[Voci salvate]

++++++

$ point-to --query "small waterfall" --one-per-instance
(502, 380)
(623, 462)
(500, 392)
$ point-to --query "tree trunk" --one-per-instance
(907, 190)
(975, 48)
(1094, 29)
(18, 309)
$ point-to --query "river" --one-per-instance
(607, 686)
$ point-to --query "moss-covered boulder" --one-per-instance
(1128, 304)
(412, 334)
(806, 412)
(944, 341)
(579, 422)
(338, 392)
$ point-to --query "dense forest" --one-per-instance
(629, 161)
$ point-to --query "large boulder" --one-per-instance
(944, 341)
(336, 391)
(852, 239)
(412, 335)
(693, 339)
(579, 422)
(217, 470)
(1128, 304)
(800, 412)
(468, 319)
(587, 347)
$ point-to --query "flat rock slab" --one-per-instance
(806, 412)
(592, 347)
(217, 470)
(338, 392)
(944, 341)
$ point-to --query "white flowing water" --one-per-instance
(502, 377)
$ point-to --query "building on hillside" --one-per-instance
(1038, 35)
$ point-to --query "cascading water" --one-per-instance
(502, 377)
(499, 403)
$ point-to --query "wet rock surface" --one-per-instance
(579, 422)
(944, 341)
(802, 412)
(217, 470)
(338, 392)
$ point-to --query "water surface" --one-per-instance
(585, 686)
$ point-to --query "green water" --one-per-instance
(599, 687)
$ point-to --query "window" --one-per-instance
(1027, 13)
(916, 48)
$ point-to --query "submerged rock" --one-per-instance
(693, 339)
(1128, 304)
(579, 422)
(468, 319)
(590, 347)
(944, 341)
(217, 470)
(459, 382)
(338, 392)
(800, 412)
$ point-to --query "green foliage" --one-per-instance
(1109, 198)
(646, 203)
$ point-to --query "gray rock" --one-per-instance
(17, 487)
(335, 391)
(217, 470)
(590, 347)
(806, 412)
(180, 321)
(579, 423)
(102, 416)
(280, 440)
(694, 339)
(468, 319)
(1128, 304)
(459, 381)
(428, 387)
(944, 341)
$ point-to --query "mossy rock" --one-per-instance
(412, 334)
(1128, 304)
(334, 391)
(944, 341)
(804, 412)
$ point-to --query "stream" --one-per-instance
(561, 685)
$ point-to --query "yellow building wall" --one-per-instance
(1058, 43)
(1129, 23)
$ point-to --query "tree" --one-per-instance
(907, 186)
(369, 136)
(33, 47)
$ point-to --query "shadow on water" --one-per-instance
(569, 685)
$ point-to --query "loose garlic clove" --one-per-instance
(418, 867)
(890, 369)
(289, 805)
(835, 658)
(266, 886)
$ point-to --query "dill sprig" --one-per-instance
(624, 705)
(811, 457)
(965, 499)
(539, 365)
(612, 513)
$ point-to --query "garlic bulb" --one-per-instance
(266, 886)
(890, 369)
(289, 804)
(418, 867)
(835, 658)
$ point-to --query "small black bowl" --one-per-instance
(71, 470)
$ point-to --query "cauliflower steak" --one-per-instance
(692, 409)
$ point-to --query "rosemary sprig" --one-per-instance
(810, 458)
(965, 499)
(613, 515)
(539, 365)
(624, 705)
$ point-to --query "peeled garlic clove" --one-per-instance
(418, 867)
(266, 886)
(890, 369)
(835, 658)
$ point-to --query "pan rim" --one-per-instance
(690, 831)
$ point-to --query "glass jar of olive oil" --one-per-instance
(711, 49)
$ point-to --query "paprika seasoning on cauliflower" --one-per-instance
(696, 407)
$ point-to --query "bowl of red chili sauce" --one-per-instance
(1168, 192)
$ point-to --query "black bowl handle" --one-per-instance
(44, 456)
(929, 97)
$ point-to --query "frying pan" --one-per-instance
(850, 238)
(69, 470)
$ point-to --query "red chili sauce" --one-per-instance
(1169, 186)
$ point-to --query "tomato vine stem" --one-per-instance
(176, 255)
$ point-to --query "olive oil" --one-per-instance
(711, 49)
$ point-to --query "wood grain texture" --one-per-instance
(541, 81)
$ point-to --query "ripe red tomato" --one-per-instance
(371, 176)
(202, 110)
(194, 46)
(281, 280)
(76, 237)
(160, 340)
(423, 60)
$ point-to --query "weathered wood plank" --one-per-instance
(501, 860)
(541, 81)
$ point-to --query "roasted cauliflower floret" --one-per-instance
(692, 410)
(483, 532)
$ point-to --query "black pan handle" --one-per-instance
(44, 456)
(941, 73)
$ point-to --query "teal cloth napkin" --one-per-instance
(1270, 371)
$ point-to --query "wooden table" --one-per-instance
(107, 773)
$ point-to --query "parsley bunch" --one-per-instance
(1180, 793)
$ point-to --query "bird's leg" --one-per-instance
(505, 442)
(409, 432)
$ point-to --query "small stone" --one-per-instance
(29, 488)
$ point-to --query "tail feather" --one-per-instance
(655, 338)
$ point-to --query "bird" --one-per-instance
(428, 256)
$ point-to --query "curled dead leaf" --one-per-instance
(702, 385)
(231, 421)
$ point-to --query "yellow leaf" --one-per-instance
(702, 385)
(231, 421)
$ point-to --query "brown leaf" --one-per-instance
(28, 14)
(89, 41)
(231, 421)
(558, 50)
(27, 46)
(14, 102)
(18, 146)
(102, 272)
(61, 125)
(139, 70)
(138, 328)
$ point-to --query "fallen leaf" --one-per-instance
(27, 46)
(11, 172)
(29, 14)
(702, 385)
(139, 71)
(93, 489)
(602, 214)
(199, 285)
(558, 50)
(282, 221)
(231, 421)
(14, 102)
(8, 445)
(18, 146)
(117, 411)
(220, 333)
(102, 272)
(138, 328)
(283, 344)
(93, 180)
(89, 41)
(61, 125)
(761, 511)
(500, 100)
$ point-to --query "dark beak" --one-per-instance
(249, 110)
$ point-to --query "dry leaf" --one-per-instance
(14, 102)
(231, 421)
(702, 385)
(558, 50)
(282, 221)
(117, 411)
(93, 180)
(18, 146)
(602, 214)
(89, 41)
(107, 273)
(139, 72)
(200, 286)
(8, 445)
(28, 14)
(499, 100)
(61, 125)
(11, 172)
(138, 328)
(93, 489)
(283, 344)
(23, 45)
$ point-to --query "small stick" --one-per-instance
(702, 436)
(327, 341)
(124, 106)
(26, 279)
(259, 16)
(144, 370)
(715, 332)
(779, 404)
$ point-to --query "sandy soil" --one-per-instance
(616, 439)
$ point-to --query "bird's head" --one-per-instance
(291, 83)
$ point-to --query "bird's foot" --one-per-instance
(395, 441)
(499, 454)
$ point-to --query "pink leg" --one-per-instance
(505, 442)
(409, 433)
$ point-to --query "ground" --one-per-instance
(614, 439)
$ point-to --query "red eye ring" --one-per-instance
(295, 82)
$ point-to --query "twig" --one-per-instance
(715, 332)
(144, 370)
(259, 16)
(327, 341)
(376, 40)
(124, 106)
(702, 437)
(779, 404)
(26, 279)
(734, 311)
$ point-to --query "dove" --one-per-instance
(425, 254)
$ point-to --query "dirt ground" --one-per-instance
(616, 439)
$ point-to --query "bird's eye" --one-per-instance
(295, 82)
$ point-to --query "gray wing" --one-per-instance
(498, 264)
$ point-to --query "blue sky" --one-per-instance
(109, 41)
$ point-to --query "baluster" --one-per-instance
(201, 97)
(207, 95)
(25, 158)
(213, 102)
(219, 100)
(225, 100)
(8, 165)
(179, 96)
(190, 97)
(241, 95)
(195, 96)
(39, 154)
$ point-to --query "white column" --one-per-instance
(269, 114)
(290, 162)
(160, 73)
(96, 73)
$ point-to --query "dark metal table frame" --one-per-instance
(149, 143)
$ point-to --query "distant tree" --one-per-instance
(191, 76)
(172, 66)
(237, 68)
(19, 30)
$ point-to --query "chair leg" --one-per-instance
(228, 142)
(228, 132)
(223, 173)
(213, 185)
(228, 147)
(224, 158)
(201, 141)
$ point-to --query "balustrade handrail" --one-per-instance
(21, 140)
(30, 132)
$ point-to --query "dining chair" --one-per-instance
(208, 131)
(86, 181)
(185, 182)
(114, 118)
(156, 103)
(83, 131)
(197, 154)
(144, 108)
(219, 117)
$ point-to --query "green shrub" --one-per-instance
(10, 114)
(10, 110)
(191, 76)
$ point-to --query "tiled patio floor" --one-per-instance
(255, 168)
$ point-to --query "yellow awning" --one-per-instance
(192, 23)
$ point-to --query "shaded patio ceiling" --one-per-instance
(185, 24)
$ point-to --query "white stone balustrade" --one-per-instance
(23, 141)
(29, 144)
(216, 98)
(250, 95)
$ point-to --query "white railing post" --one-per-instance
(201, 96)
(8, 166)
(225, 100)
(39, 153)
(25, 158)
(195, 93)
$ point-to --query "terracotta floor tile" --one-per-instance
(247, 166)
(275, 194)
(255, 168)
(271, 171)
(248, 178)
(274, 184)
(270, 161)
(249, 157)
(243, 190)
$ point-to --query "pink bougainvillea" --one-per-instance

++++++

Filtra le righe riportate sopra e ricopia ciascuna di quelle che contengono la stringa "tree".

# In risposta:
$ point-to --query "tree trunk" --one-per-instance
$ point-to --query "tree" --one-per-instance
$ point-to --query "distant tree" --one-per-instance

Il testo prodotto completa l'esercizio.